## Records provided
—————

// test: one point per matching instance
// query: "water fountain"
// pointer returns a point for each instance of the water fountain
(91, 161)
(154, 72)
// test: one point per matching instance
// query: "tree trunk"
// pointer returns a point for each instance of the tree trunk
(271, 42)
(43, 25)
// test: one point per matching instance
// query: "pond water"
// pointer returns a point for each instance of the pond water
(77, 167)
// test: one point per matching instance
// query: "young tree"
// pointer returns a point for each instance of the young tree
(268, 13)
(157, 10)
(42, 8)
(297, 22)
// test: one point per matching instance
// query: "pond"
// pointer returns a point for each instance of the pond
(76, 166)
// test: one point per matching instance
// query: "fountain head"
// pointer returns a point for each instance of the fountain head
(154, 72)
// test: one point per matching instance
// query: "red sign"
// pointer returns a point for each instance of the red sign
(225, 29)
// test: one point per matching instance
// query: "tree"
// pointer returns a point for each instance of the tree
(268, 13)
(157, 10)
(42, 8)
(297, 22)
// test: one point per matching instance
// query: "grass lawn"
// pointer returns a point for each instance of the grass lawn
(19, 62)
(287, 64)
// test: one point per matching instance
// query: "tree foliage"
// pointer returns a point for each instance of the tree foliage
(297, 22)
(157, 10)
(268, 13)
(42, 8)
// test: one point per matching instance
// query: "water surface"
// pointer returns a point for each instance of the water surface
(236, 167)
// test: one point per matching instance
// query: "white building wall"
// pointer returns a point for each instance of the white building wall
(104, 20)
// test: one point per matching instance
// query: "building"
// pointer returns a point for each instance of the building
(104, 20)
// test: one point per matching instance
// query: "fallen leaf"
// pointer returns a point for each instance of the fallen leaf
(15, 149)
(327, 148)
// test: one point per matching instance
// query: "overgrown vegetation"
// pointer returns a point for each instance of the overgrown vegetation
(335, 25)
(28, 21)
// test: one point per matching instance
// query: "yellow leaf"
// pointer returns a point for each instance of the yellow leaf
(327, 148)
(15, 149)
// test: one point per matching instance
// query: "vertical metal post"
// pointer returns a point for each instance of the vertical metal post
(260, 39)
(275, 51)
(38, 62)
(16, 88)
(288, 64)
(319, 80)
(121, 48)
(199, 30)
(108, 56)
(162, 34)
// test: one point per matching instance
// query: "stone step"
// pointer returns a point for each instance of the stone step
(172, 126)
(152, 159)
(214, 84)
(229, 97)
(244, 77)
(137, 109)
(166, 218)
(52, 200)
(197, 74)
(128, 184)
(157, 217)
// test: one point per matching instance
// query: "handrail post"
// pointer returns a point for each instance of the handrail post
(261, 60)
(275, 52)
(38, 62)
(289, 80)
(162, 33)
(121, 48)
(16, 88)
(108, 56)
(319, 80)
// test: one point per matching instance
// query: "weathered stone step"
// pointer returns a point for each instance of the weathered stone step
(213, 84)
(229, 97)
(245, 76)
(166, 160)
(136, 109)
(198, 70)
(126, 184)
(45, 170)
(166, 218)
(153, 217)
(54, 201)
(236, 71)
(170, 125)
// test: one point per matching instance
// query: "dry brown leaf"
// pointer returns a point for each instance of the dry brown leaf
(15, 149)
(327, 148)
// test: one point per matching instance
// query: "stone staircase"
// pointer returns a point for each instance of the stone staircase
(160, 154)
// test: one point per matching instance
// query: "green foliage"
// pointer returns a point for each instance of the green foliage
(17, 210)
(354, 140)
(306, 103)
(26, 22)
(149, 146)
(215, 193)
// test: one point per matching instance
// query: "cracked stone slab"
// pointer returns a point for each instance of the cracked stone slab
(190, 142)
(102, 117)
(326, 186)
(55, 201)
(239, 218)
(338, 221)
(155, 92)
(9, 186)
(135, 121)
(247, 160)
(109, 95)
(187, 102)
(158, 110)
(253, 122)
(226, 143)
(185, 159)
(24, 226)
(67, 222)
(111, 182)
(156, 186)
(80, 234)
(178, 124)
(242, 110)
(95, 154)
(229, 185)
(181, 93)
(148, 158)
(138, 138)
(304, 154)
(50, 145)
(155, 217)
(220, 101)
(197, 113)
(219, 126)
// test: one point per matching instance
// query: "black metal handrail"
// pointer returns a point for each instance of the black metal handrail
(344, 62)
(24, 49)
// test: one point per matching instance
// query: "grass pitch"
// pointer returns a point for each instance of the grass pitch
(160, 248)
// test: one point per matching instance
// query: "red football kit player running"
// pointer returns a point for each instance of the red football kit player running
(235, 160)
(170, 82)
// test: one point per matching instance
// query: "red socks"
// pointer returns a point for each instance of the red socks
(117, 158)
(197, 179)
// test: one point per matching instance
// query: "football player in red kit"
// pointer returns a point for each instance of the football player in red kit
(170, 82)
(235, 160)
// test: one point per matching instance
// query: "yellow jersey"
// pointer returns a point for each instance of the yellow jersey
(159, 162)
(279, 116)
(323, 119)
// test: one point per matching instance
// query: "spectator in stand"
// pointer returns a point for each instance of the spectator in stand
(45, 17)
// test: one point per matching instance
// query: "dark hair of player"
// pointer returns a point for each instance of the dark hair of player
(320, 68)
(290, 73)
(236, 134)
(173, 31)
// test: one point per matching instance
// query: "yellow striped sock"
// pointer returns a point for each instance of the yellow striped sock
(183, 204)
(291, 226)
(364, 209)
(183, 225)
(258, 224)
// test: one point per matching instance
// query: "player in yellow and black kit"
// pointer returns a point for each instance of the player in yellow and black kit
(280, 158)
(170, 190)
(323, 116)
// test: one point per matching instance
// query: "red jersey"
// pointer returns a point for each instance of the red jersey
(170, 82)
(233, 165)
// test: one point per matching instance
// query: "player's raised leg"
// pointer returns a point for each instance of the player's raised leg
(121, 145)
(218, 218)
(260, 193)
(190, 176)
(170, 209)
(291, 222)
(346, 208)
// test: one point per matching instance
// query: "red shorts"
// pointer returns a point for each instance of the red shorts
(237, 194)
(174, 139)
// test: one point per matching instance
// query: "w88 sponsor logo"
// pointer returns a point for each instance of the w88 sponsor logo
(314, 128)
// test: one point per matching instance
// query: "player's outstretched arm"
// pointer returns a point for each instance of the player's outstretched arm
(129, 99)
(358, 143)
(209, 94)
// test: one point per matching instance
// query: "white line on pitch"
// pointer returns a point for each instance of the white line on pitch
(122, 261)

—————

Give the material again, complete and unaltered.

## Expected answer
// test: one point per matching instance
// query: "water fountain"
// pointer returns a point for each instance of the water fountain
(91, 161)
(154, 72)
// test: one point per matching instance
// query: "tree trunk"
// pointer returns a point for each instance of the tree trunk
(271, 42)
(43, 25)
// test: one point per matching instance
// query: "pond water"
// pointer returns a point for each instance of the pond water
(77, 167)
// test: one point per matching instance
// query: "young tree"
// pointer returns a point for each instance of the young tree
(268, 13)
(157, 10)
(42, 8)
(297, 22)
// test: one point per matching instance
// query: "pond"
// pointer returns a point for each instance of the pond
(76, 166)
// test: one point per matching instance
// query: "fountain head"
// pointer returns a point for each instance of the fountain head
(154, 72)
// test: one point per matching instance
// query: "red sign"
// pointer returns a point for each instance of the red sign
(225, 29)
// test: one point per matching instance
// query: "tree"
// pointer returns a point for each instance of the tree
(268, 13)
(157, 10)
(42, 8)
(297, 22)
// test: one point per matching instance
// query: "grass lawn"
// pointer returns a point for each instance of the grass lawn
(19, 62)
(287, 64)
// test: one point per matching instance
// query: "tree foliage"
// pointer returns a point for each instance of the tree foliage
(297, 22)
(157, 10)
(268, 13)
(42, 8)
// test: one point per matching instance
// query: "water surface"
// pointer returns a point for each instance of the water surface
(236, 167)
// test: one point per matching instance
// query: "white building wall"
// pointer returns a point for each instance of the white building wall
(104, 20)
// test: one point per matching instance
// query: "building"
// pointer returns a point for each instance of the building
(104, 20)
// test: one point per matching instance
// query: "fallen leaf"
// pointer returns a point for each instance of the fallen leaf
(15, 149)
(327, 148)
// test: one point per matching instance
// query: "overgrown vegetation"
// pointer returns a point for each instance of the overgrown vegetation
(335, 25)
(28, 21)
// test: one point per matching instance
// query: "yellow leaf"
// pointer returns a point for each instance of the yellow leaf
(327, 148)
(15, 149)
// test: one point per matching instance
// query: "vertical metal post"
// pointer returns a point for each instance of the vertical metal post
(260, 39)
(275, 51)
(38, 62)
(16, 88)
(288, 64)
(319, 80)
(121, 48)
(199, 30)
(108, 56)
(162, 34)
// test: one point per matching instance
// query: "stone step"
// pointer returns a point for each instance of the stone step
(172, 126)
(152, 159)
(214, 84)
(229, 97)
(244, 77)
(137, 109)
(166, 218)
(52, 200)
(197, 74)
(128, 184)
(157, 217)
// test: one point per matching instance
// query: "handrail post"
// pointer returns a point for each instance of the handrail post
(261, 60)
(275, 52)
(38, 62)
(289, 80)
(162, 33)
(121, 48)
(16, 88)
(108, 56)
(319, 80)
// test: one point per matching instance
// query: "weathered stone step"
// pointer returns a point for each instance of the weathered stone step
(213, 84)
(229, 97)
(245, 76)
(166, 160)
(136, 109)
(198, 70)
(126, 184)
(45, 170)
(166, 218)
(153, 217)
(54, 201)
(236, 71)
(170, 125)
// test: one point per matching instance
// query: "dry brown leaf"
// pointer returns a point for each instance of the dry brown leaf
(15, 149)
(327, 148)
// test: one point per matching instance
// query: "stone staircase"
// pointer returns a point for each instance of the stone staircase
(160, 154)
// test: one point per matching instance
// query: "green foliage"
// pointer returns a point for each instance of the green foliage
(17, 210)
(354, 140)
(306, 103)
(26, 22)
(149, 146)
(215, 193)
// test: one point per matching instance
// query: "cracked stone slab"
// pointer returns a point for each instance of the cracked stone slab
(190, 142)
(102, 117)
(326, 186)
(55, 201)
(239, 218)
(338, 221)
(155, 92)
(9, 186)
(135, 121)
(247, 160)
(109, 95)
(187, 102)
(158, 110)
(253, 122)
(226, 143)
(185, 159)
(24, 226)
(67, 222)
(111, 182)
(156, 186)
(80, 234)
(178, 124)
(242, 110)
(95, 154)
(229, 185)
(181, 93)
(148, 158)
(138, 138)
(304, 154)
(50, 145)
(155, 217)
(220, 101)
(197, 113)
(219, 126)
// test: one point per matching instance
// query: "black metal handrail"
// pointer returns a point for each instance of the black metal handrail
(344, 62)
(24, 49)
// test: one point per matching instance
// query: "grass pitch"
// pointer returns a point for each instance of the grass pitch
(160, 248)
// test: one point per matching instance
// query: "red football kit player running"
// pointer returns a point for each instance of the red football kit player running
(235, 160)
(170, 82)
// test: one point per matching instance
// query: "red socks"
// pointer returns a point for each instance of the red socks
(117, 158)
(197, 179)
// test: one point per matching instance
// query: "football player in red kit"
// pointer returns a point for each instance of the football player in red kit
(170, 82)
(235, 160)
// test: one point per matching instance
// query: "yellow jersey"
// pointer returns a point for each instance of the yellow jersey
(159, 162)
(279, 116)
(323, 119)
// test: one point per matching instance
// query: "spectator in stand"
// pointer returns a point for each instance of the spectator in stand
(45, 17)
// test: one point per matching instance
// query: "dark hair of player"
// pointer returns a point for each instance of the dark hair of player
(320, 68)
(290, 73)
(236, 134)
(173, 31)
// test: one point per matching instance
// query: "yellow striped sock"
// pointer returns a point for each instance of the yellow striped sock
(183, 204)
(291, 226)
(364, 209)
(183, 225)
(258, 224)
// test: one point per matching instance
// query: "player in yellow and black kit"
// pointer returns a point for each instance of the player in yellow and black kit
(280, 158)
(170, 190)
(323, 116)
// test: one point per matching instance
// query: "red jersey"
// pointer returns a point for each instance of the red jersey
(170, 82)
(233, 165)
// test: one point per matching instance
// query: "player's raised leg"
// pointer returns a point for each instance of the player's raised leg
(121, 145)
(218, 218)
(260, 193)
(190, 176)
(170, 209)
(291, 222)
(346, 208)
// test: one point per matching instance
// query: "red shorts"
// pointer returns a point for each instance of the red shorts
(237, 194)
(174, 139)
// test: one point per matching instance
// query: "w88 sponsor logo"
// pointer returns a point for each instance of the w88 sponsor logo
(314, 128)
// test: one point per matching instance
// query: "player's outstretched arm"
// pointer returns a point for each instance of the player's outstretched arm
(129, 99)
(358, 143)
(209, 94)
// test: one point per matching instance
// query: "white line on pitch"
// pointer returns a point for each instance of the white line on pitch
(122, 261)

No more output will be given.